SHORT EXERCISE: Return the listing below line for line, without changing a word, and leave out the pictures.

DATA RECORDS:
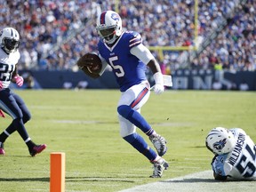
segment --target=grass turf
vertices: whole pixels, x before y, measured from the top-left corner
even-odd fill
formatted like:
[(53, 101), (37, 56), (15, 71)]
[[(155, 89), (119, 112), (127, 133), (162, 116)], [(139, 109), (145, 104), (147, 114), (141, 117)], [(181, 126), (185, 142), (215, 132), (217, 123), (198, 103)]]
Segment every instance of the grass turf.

EXERCISE SOLUTION:
segment --target=grass turf
vertices: whole pixels, x before y, measured from the top-left corner
even-odd fill
formatted like:
[(53, 101), (37, 56), (15, 71)]
[[(155, 89), (119, 112), (127, 133), (162, 116)], [(139, 109), (145, 104), (147, 114), (141, 117)], [(181, 126), (185, 142), (215, 132), (217, 123), (198, 103)]]
Segment every instance of the grass turf.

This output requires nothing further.